EXERCISE INSTRUCTIONS. Please format every line of the records below as a JSON list of strings, with one string for each line and blank lines left out.

Stored records:
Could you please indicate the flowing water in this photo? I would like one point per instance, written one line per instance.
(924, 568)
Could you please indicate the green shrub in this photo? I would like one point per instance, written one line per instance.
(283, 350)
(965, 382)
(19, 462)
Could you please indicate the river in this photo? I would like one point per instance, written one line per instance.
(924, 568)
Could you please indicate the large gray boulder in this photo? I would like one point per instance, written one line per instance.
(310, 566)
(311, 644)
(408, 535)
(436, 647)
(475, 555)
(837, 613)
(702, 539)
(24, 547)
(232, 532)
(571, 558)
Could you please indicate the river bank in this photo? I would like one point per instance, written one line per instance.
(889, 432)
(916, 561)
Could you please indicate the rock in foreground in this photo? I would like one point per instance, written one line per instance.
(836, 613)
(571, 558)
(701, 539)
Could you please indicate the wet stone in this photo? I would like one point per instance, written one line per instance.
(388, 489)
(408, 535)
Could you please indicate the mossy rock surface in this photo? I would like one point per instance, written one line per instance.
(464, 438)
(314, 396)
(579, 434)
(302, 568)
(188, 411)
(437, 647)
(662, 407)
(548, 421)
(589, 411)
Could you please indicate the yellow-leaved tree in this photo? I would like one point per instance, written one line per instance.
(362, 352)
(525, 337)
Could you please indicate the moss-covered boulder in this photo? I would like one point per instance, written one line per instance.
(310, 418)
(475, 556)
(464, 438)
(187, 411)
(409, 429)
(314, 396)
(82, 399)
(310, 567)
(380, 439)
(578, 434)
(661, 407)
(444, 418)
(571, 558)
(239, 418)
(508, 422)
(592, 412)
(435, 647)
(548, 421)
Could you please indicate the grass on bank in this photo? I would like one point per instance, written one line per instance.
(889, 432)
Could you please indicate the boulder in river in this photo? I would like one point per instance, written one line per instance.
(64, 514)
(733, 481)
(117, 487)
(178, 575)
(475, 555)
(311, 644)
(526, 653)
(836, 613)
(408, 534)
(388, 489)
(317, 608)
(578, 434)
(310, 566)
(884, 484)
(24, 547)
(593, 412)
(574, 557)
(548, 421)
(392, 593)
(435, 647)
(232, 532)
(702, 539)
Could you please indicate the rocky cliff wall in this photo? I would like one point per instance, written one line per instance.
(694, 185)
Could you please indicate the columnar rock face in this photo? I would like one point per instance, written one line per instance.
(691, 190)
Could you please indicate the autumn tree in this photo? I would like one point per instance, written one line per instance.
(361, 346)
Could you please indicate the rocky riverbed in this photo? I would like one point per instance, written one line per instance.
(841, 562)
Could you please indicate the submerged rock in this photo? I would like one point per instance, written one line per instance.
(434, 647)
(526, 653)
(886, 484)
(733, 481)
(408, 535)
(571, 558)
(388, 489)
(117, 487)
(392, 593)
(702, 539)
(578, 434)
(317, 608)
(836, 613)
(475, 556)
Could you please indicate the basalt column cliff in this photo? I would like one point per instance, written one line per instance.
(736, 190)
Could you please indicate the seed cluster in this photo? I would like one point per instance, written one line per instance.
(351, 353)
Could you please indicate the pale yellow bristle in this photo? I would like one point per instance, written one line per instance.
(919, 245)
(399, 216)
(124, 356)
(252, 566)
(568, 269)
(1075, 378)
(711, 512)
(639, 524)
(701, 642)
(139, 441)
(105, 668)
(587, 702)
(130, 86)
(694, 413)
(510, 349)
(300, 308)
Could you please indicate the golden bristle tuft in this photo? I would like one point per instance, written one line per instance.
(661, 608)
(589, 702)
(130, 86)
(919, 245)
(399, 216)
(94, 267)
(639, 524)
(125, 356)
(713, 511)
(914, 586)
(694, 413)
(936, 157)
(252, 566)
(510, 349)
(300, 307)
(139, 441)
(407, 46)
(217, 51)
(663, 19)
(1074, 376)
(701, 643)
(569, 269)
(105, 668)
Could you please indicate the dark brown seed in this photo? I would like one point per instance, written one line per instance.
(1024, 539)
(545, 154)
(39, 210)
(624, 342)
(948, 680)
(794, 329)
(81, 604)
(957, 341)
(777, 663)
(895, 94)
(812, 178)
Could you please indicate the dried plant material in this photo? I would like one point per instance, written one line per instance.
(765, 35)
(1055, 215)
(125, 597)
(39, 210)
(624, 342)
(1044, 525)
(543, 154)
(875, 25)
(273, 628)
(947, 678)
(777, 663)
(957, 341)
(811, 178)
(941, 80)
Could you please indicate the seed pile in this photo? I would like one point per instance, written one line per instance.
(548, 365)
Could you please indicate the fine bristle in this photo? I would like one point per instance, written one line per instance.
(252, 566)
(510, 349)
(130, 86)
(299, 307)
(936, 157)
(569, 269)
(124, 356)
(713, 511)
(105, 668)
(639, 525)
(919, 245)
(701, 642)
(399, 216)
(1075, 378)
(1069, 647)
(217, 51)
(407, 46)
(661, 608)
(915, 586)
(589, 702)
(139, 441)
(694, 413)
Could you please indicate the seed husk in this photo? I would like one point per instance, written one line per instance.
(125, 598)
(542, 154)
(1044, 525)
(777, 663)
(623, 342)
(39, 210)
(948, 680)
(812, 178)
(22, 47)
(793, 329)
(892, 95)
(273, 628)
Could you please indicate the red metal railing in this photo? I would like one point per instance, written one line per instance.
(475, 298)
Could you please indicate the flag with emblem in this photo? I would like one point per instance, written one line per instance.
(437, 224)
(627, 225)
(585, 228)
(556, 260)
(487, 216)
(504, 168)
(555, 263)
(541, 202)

FINISHED EXERCISE.
[
  "Could you please indicate the flowing water in this photo? I would like one point per instance, written one line per instance.",
  "(924, 568)",
  "Could you please indicate the green shrub in this photo? I would like one point per instance, written one line per instance.",
  "(283, 350)",
  "(965, 382)",
  "(19, 462)",
  "Could you please indicate the river in this photo? I would like one point per instance, written one line per instance.",
  "(924, 568)",
  "Could you please indicate the large gray boulder in this photo? I would like one point per instance, written one line per instance.",
  "(310, 566)",
  "(311, 644)",
  "(408, 535)",
  "(436, 647)",
  "(475, 555)",
  "(837, 613)",
  "(702, 539)",
  "(24, 547)",
  "(232, 532)",
  "(571, 558)",
  "Could you please indicate the river bank in this photo? I would like one point per instance, written one line per instance.",
  "(889, 432)",
  "(916, 561)",
  "Could you please indicate the rock in foreground in this photo? I would like one point per instance, written one line per instance.",
  "(836, 613)",
  "(571, 558)",
  "(701, 539)",
  "Could you please indicate the wet stone in this photo? I would like one point per instance, written one line per instance.",
  "(388, 489)",
  "(408, 535)",
  "Could you please indicate the mossy rock surface in this photo? I would like one point per instance, written one line per instance.",
  "(464, 438)",
  "(314, 396)",
  "(579, 434)",
  "(302, 568)",
  "(188, 411)",
  "(437, 647)",
  "(662, 407)",
  "(548, 421)",
  "(589, 411)",
  "Could you please indicate the yellow-leaved tree in this photo? I would like one point per instance, written one line per instance.",
  "(362, 352)",
  "(525, 337)",
  "Could you please indicate the moss-covered boulder in this photo? I would like one point per instance, written one line per instance.",
  "(310, 418)",
  "(475, 556)",
  "(464, 438)",
  "(187, 411)",
  "(409, 429)",
  "(314, 396)",
  "(82, 399)",
  "(310, 567)",
  "(380, 439)",
  "(578, 434)",
  "(661, 407)",
  "(444, 418)",
  "(571, 558)",
  "(239, 418)",
  "(508, 422)",
  "(592, 412)",
  "(435, 647)",
  "(548, 421)",
  "Could you please indicate the grass on bank in this photo? I would like one point per instance, written one line per instance.",
  "(889, 432)",
  "Could you please indicate the boulder in river in this photo? I would like one point per instance, written one line per instance.",
  "(64, 514)",
  "(733, 481)",
  "(117, 487)",
  "(178, 575)",
  "(475, 555)",
  "(311, 644)",
  "(526, 653)",
  "(836, 613)",
  "(408, 534)",
  "(388, 489)",
  "(317, 608)",
  "(578, 434)",
  "(310, 566)",
  "(884, 484)",
  "(24, 547)",
  "(593, 412)",
  "(574, 557)",
  "(548, 421)",
  "(392, 593)",
  "(435, 647)",
  "(232, 532)",
  "(702, 539)",
  "Could you please indicate the rocky cliff wall in this photo? I would like one point per instance, written one line per instance.",
  "(694, 185)",
  "Could you please indicate the columnar rock face in this photo? I would like one point per instance, written one line per instance.",
  "(691, 190)",
  "Could you please indicate the autumn tree in this photo? I would like one point per instance, written one line per instance.",
  "(361, 346)",
  "Could you please indicate the rocky riverbed in this photo? I would like one point per instance, written one line per instance.",
  "(841, 562)",
  "Could you please indicate the submerged rock in this photo? I would like one point per instance, written one line per instance.",
  "(434, 647)",
  "(526, 653)",
  "(886, 484)",
  "(733, 481)",
  "(408, 535)",
  "(571, 558)",
  "(388, 489)",
  "(117, 487)",
  "(392, 593)",
  "(702, 539)",
  "(578, 434)",
  "(317, 608)",
  "(836, 613)",
  "(475, 556)",
  "Could you please indicate the basalt column cliff in this photo? I would like one point per instance, written one line per instance.",
  "(736, 190)",
  "Could you please indicate the seed cluster in this photo? I would like one point per instance, written one line per instance.",
  "(351, 353)",
  "Could you please indicate the pale yellow bristle in this photo? I would like one point per instance, written one line per instance.",
  "(919, 245)",
  "(399, 216)",
  "(124, 356)",
  "(252, 566)",
  "(568, 269)",
  "(1075, 378)",
  "(711, 512)",
  "(639, 524)",
  "(701, 642)",
  "(139, 441)",
  "(105, 668)",
  "(587, 702)",
  "(130, 86)",
  "(694, 413)",
  "(510, 349)",
  "(300, 308)",
  "Could you please indicate the golden bristle tuft in this photo? I would like one point per instance, written one line per instance.",
  "(661, 608)",
  "(589, 702)",
  "(130, 86)",
  "(919, 245)",
  "(399, 216)",
  "(94, 267)",
  "(639, 524)",
  "(125, 356)",
  "(713, 511)",
  "(914, 586)",
  "(694, 413)",
  "(936, 157)",
  "(252, 566)",
  "(510, 349)",
  "(300, 307)",
  "(139, 441)",
  "(407, 46)",
  "(217, 51)",
  "(663, 19)",
  "(1074, 376)",
  "(701, 643)",
  "(569, 269)",
  "(105, 668)",
  "Could you please indicate the dark brown seed in this photo? I would like one point per instance, written one line per instance.",
  "(1024, 539)",
  "(545, 154)",
  "(39, 210)",
  "(624, 342)",
  "(948, 680)",
  "(794, 329)",
  "(81, 604)",
  "(957, 341)",
  "(777, 663)",
  "(895, 94)",
  "(812, 178)",
  "Could you please indicate the dried plant material in this photo? I would like one point per instance, written one line per instance.",
  "(765, 35)",
  "(1055, 215)",
  "(125, 597)",
  "(39, 210)",
  "(624, 342)",
  "(1044, 525)",
  "(543, 154)",
  "(875, 25)",
  "(273, 628)",
  "(947, 678)",
  "(777, 663)",
  "(957, 341)",
  "(811, 178)",
  "(941, 80)",
  "Could you please indicate the seed pile in this photo? I would like one point per instance, written one line per instance.",
  "(548, 365)",
  "Could you please indicate the fine bristle in this photo? I would like one point per instance, written one line per instance.",
  "(252, 566)",
  "(510, 349)",
  "(130, 86)",
  "(299, 307)",
  "(936, 157)",
  "(569, 269)",
  "(124, 356)",
  "(713, 511)",
  "(105, 668)",
  "(639, 525)",
  "(919, 245)",
  "(701, 642)",
  "(399, 216)",
  "(1075, 378)",
  "(1069, 647)",
  "(217, 51)",
  "(407, 46)",
  "(661, 608)",
  "(915, 586)",
  "(589, 702)",
  "(139, 441)",
  "(694, 413)",
  "Could you please indicate the seed husk in this photo? I would like one point per instance, written one line per instance.",
  "(125, 598)",
  "(542, 154)",
  "(1044, 525)",
  "(777, 663)",
  "(623, 342)",
  "(39, 210)",
  "(948, 680)",
  "(812, 178)",
  "(22, 47)",
  "(793, 329)",
  "(892, 95)",
  "(273, 628)",
  "Could you please indicate the red metal railing in this photo? I would like one point per instance, written one line per instance.",
  "(475, 298)",
  "Could you please indicate the flag with emblem in this photo? I would like one point per instance, written one line per instance.",
  "(437, 224)",
  "(627, 225)",
  "(585, 228)",
  "(556, 260)",
  "(487, 216)",
  "(504, 168)",
  "(555, 263)",
  "(541, 202)"
]